▶ ЗАДАНИЕ
Как кратко, в виде списка, передать главные факты абзаца из текста о Бернсе ниже, который начинается словами «Бернс был в восторге»?
─── ИСХОДНЫЙ ТЕКСТ ───
«Кильмарнокский томик» вышел 31 июля, и весь август Роберт разъезжал по окрестностям, то скрываясь от мохлинских святош, то пожиная плоды своей славы.
«Мне теперь нечего бояться, — писал он другу, — многие знатнейшие джентльмены страны предлагают мне свою помощь и покровительство, да и Джин не пойдет против меня. Я видел ее недавно, она с трепетом ждет приближающихся родов…»
Третьего сентября 1786 года Джин родила близнецов — мальчика и девочку, названных, по имени родителей, Робертом и Джин.
Бернс был в восторге, но в письмах к друзьям добавлял, что Арморы по-прежнему против брака и что все друзья советуют ему поехать в столицу, где его уже знают и ждут и где, наверно, удастся издать большой сборник стихов.
Двадцать седьмого ноября 1786 года, на чужой лошади, Бернс уезжает в «Северные Афины» — Эдинбург.
─── ИСХОДНЫЕ ДАННЫЕ ───
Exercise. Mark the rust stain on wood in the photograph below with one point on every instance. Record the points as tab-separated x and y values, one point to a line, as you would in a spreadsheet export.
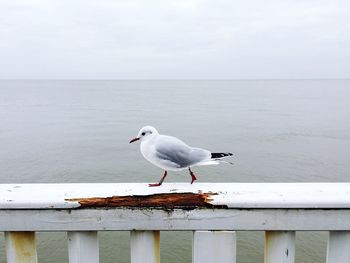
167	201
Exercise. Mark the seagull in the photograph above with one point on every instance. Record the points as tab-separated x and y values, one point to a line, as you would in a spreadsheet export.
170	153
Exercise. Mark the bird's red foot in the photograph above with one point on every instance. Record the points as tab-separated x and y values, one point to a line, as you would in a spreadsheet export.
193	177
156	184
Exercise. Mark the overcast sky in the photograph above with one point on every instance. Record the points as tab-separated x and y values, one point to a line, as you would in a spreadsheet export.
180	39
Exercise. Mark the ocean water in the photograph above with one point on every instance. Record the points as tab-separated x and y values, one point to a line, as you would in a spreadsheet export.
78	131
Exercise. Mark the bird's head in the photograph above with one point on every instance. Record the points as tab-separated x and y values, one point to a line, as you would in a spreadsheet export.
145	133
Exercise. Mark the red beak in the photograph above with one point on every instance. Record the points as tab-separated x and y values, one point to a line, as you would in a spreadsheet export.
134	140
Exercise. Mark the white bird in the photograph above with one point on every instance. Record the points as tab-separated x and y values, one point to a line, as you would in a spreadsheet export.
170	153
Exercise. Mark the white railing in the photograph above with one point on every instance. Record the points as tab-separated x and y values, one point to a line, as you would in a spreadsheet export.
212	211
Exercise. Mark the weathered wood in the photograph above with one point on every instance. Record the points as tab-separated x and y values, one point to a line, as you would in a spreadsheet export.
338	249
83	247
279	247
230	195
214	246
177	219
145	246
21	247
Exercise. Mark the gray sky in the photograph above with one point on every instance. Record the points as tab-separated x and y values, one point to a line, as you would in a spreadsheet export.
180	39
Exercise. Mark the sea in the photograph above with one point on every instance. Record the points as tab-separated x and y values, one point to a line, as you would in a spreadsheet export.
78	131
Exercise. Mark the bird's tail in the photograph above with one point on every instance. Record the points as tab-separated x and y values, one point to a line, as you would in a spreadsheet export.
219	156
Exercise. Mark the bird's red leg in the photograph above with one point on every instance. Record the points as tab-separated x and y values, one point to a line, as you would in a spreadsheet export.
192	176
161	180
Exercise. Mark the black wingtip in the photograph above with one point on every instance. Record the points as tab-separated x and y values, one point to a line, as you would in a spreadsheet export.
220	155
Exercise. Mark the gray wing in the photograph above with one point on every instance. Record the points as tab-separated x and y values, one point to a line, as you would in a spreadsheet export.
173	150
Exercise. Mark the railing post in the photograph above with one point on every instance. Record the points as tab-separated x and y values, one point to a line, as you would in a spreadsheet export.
───
▶ ОТВЕТ
- Бернс был в восторге.
- В письмах к друзьям он добавлял, что Арморы по-прежнему против брака.
- Все друзья советовали ему поехать в столицу.
- Там его уже знают и ждут, и там, вероятно, удастся издать большой сборник стихов.